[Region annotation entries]
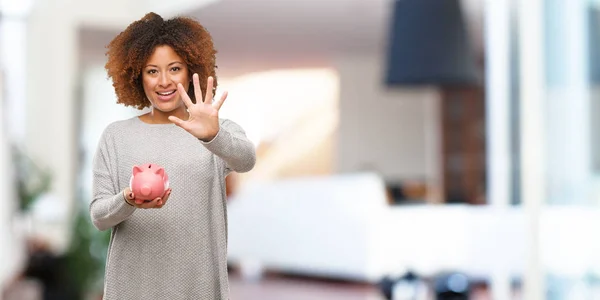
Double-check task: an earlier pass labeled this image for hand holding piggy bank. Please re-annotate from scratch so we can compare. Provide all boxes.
[129,164,169,201]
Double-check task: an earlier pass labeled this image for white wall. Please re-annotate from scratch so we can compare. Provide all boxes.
[336,55,440,185]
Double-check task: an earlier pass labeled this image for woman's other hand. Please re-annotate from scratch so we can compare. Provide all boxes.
[123,188,171,208]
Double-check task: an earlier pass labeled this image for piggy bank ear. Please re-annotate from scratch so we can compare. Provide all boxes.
[154,168,165,177]
[133,166,142,176]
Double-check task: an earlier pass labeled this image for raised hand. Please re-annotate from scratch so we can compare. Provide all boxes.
[169,74,227,142]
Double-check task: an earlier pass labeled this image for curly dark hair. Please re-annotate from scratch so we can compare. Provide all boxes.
[105,12,217,109]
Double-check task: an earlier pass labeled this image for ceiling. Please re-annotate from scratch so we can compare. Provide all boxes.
[80,0,483,76]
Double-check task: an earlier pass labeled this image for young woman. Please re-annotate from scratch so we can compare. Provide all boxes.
[90,13,256,300]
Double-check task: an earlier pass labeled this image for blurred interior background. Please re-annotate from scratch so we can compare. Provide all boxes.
[0,0,600,300]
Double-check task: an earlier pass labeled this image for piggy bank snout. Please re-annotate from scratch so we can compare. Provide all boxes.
[140,185,152,197]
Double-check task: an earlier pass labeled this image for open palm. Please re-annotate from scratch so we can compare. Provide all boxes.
[169,74,227,142]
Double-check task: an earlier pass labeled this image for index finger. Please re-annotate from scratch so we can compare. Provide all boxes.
[192,73,204,103]
[204,76,214,104]
[177,83,194,108]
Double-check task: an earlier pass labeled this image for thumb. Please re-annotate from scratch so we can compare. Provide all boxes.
[169,116,187,130]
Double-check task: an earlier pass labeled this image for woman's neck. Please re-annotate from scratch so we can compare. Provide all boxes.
[140,107,189,124]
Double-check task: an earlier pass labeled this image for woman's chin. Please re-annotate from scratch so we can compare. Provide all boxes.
[153,101,180,113]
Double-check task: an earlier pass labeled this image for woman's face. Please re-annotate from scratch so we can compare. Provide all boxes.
[142,45,190,112]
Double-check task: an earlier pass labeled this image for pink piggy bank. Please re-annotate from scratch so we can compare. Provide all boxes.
[129,164,169,200]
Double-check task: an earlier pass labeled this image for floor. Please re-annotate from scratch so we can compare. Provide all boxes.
[229,273,385,300]
[229,271,491,300]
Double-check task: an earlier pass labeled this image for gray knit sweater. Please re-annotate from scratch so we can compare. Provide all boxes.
[90,117,256,300]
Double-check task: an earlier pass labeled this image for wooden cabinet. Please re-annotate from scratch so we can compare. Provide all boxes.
[440,87,486,204]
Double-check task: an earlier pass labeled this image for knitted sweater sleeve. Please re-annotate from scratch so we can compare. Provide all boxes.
[90,127,136,231]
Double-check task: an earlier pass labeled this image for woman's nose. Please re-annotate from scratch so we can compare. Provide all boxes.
[158,73,170,87]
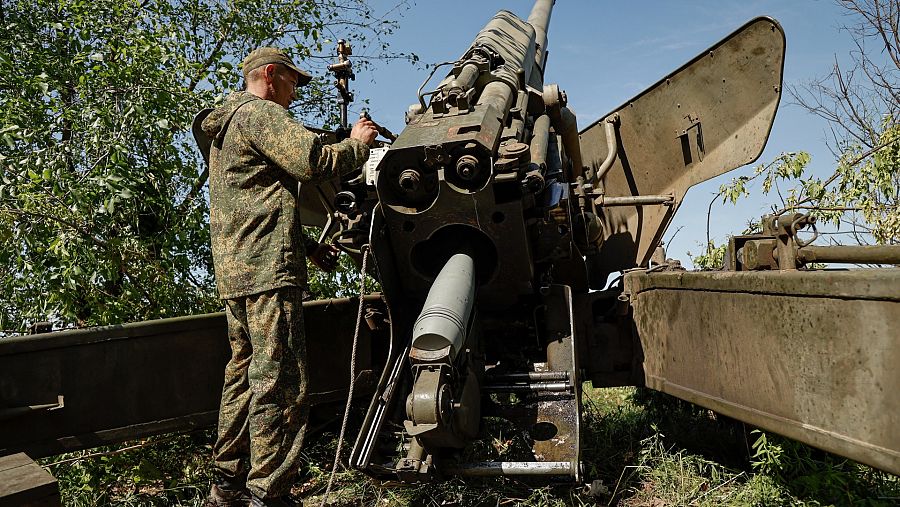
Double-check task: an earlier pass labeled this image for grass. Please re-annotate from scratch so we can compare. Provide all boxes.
[42,385,900,507]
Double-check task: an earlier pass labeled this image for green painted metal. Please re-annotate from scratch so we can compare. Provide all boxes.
[624,269,900,474]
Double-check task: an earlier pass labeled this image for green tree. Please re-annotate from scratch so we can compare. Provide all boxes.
[0,0,415,331]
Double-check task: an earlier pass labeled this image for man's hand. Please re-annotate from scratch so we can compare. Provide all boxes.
[309,243,340,273]
[350,118,378,146]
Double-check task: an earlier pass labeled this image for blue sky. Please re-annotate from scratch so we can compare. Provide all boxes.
[339,0,852,265]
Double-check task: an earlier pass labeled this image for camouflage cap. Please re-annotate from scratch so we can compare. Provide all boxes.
[242,47,312,86]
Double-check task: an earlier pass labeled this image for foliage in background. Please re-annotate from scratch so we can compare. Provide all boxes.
[697,0,900,267]
[0,0,415,332]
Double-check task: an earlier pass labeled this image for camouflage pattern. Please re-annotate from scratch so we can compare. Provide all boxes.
[202,92,369,498]
[203,92,369,299]
[213,287,309,498]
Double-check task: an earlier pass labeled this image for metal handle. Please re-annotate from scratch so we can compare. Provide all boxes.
[0,394,65,421]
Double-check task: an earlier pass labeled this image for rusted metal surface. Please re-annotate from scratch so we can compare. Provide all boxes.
[581,18,785,288]
[625,269,900,474]
[0,296,383,457]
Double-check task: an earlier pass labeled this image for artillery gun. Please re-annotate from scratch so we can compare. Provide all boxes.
[0,0,900,500]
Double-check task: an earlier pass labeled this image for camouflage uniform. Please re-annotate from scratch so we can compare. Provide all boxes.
[203,92,369,498]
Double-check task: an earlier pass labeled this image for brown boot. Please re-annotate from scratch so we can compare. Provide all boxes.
[203,482,250,507]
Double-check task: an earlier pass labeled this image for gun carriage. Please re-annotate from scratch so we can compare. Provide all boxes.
[0,0,900,500]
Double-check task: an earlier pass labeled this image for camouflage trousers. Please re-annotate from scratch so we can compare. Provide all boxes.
[213,287,309,498]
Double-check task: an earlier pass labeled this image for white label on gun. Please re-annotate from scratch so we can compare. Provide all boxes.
[366,146,388,187]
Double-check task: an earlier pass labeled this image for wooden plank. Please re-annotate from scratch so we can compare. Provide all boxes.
[0,452,62,507]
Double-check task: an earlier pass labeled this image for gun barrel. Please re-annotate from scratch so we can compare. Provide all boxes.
[412,253,475,359]
[528,0,556,69]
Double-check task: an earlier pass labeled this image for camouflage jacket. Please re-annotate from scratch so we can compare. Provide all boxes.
[202,92,369,299]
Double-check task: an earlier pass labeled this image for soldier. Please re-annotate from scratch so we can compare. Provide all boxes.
[202,48,377,506]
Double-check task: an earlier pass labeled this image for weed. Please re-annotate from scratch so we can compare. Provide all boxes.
[42,385,900,507]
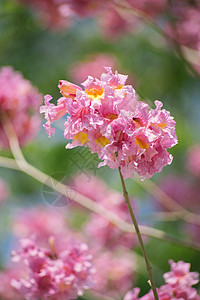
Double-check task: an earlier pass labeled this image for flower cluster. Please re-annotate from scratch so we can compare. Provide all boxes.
[11,237,95,300]
[41,68,177,179]
[124,260,200,300]
[0,266,25,300]
[187,144,200,178]
[12,206,77,251]
[0,67,42,148]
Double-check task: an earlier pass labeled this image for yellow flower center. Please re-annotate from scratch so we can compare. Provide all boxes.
[135,138,149,149]
[95,135,110,147]
[74,132,89,145]
[86,88,104,100]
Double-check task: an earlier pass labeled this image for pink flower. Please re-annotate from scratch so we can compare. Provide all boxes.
[19,0,74,29]
[42,68,177,179]
[156,175,200,211]
[0,267,25,300]
[70,173,109,204]
[124,288,140,300]
[13,206,75,251]
[0,67,42,148]
[186,144,200,177]
[11,237,95,300]
[93,249,135,298]
[163,260,199,286]
[124,260,200,300]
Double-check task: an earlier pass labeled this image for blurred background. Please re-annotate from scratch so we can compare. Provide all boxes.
[0,0,200,300]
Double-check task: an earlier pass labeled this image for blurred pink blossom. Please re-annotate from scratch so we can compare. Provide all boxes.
[0,67,42,148]
[13,206,75,250]
[156,175,200,210]
[93,249,135,298]
[0,179,9,203]
[124,260,200,300]
[70,173,109,202]
[11,237,95,300]
[163,259,199,286]
[41,68,177,179]
[186,144,200,178]
[0,266,25,300]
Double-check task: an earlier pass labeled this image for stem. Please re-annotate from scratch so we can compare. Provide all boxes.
[119,167,159,300]
[0,119,200,251]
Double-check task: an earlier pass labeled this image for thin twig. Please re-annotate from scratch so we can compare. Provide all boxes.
[119,167,159,300]
[0,157,200,251]
[135,179,200,225]
[0,120,200,251]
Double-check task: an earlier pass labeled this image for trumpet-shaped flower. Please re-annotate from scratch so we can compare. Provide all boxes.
[41,68,177,178]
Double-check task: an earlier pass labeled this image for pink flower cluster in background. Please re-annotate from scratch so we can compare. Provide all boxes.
[92,248,136,299]
[11,237,95,300]
[0,67,42,148]
[124,260,200,300]
[187,144,200,178]
[40,68,177,179]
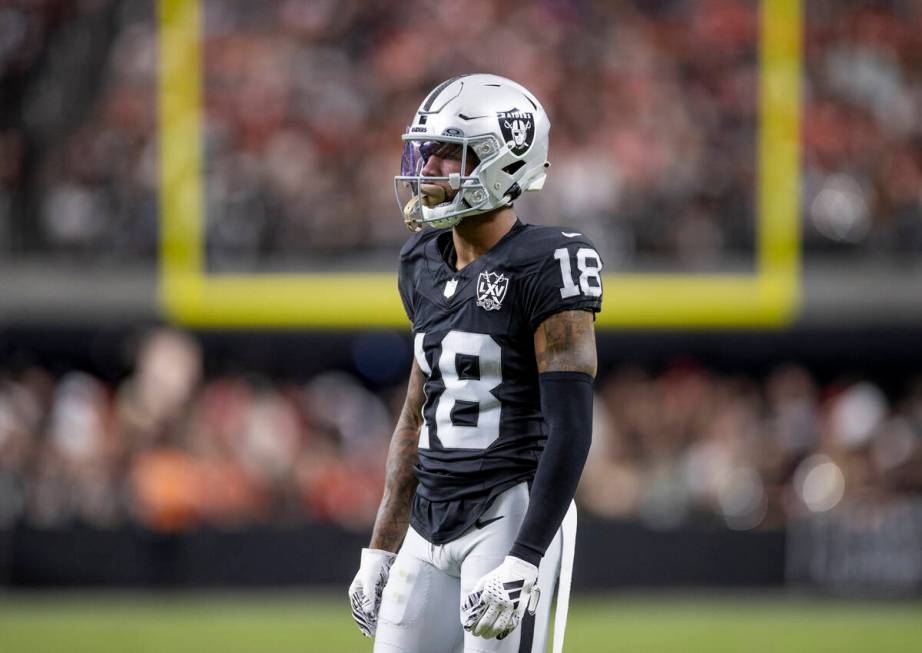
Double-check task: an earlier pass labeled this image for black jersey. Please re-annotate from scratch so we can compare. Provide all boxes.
[398,222,602,544]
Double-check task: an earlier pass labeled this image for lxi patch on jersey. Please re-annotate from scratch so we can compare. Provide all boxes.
[477,270,509,311]
[398,222,602,544]
[496,109,535,156]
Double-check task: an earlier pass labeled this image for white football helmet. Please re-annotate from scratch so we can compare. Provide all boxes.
[394,74,551,231]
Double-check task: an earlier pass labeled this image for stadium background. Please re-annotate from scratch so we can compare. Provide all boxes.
[0,0,922,652]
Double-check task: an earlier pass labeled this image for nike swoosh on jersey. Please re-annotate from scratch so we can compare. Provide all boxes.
[474,515,505,528]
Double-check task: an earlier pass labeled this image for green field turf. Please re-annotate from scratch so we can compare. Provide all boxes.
[0,593,922,653]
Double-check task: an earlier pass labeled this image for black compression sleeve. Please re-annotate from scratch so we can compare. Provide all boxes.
[509,372,592,566]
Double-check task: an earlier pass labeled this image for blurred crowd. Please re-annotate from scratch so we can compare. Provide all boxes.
[0,329,922,532]
[0,0,922,270]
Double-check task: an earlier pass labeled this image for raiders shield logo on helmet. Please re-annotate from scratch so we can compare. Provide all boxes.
[496,109,535,156]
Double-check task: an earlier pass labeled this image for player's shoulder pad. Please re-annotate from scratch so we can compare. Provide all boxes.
[400,227,447,261]
[513,224,595,261]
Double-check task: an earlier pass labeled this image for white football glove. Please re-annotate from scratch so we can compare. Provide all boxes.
[461,556,541,639]
[349,549,397,637]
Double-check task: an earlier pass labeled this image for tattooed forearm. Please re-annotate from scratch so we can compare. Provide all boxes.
[535,311,596,376]
[369,363,425,551]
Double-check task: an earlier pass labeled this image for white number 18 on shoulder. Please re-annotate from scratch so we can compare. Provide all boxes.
[554,247,602,299]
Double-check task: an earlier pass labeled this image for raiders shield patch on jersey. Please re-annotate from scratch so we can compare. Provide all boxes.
[477,270,509,311]
[496,109,535,156]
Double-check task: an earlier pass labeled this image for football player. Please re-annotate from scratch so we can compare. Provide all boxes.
[349,74,602,653]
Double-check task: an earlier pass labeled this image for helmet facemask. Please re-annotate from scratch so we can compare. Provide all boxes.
[394,133,502,231]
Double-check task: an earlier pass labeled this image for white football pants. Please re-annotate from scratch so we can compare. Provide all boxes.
[374,483,561,653]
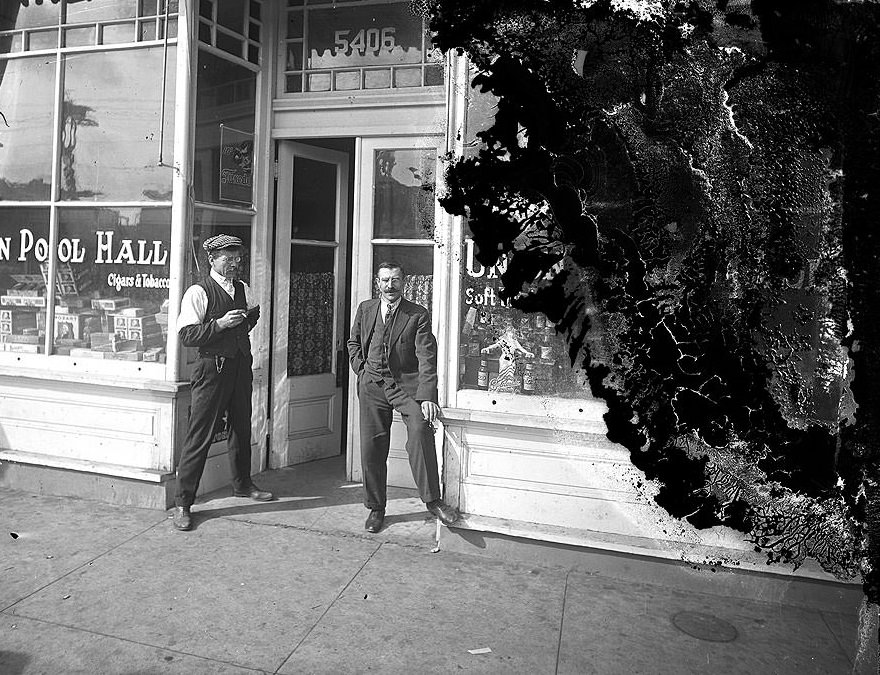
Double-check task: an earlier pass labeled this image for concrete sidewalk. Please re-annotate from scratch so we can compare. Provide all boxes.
[0,460,877,675]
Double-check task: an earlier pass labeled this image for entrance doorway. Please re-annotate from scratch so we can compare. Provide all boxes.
[271,140,352,467]
[270,135,446,488]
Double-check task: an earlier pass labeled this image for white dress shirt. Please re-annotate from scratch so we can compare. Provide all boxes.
[379,298,401,323]
[177,270,253,330]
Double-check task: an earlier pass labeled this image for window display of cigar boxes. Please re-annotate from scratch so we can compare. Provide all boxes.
[111,307,165,349]
[55,305,101,344]
[0,274,46,307]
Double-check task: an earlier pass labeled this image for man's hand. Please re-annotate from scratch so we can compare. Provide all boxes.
[422,401,440,424]
[215,309,245,330]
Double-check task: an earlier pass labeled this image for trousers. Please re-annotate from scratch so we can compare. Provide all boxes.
[174,354,253,506]
[358,374,440,509]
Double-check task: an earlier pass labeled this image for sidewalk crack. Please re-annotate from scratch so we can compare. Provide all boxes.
[553,570,572,675]
[274,542,385,674]
[0,517,168,614]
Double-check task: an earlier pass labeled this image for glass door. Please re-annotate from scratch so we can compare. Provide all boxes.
[272,141,349,467]
[348,136,443,487]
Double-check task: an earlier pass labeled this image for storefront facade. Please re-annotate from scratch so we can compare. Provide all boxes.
[0,0,816,572]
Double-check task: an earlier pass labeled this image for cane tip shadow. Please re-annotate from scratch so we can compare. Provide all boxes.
[449,527,486,548]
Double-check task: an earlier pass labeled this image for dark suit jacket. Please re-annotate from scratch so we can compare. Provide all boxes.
[348,298,437,403]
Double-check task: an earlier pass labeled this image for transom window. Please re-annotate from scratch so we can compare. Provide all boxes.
[281,0,443,93]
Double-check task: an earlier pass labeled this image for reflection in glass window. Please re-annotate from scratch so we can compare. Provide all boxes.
[61,47,175,201]
[373,148,437,239]
[65,0,138,23]
[373,244,434,312]
[290,157,337,241]
[194,50,257,204]
[52,207,171,362]
[458,239,590,398]
[0,0,61,30]
[0,208,49,353]
[0,57,55,201]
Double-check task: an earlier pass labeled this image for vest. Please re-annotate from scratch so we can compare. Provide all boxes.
[364,305,397,384]
[193,277,251,359]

- Set problem -
Output the lines of the listing above as a numbered list, omitting blank lines. Begin at the line containing "Double-check task: an earlier pass labeled this image for grass." and end after the line containing "[624,269,900,474]", including both.

- Answer to the exercise -
1. Double-check task: an earlier pass labeled this image for grass. Please re-annotate from scratch so we can compare. Provide all boxes.
2. [42,385,900,507]
3. Double-check task: an earlier pass labeled this image for green painted metal. Please re-annotate from scratch so we can compare. Provide all boxes.
4. [624,269,900,474]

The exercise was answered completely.